### Records
##########
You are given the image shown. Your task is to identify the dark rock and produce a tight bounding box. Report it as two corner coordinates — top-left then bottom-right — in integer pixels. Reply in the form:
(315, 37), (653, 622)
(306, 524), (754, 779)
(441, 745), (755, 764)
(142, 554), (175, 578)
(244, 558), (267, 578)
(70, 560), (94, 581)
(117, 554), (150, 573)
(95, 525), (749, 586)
##########
### Aim
Reproduce every item above word for word, changing nothing.

### Result for this task
You are given the image shown. Your task is to identify the dark rock and produce a tight bounding box. Report it as two corner coordinates — top-left then bottom-right — in integer pixels. Reply in the form:
(315, 37), (653, 622)
(306, 524), (754, 779)
(441, 745), (755, 764)
(142, 554), (175, 578)
(244, 558), (267, 578)
(70, 560), (94, 581)
(117, 554), (150, 573)
(95, 525), (749, 586)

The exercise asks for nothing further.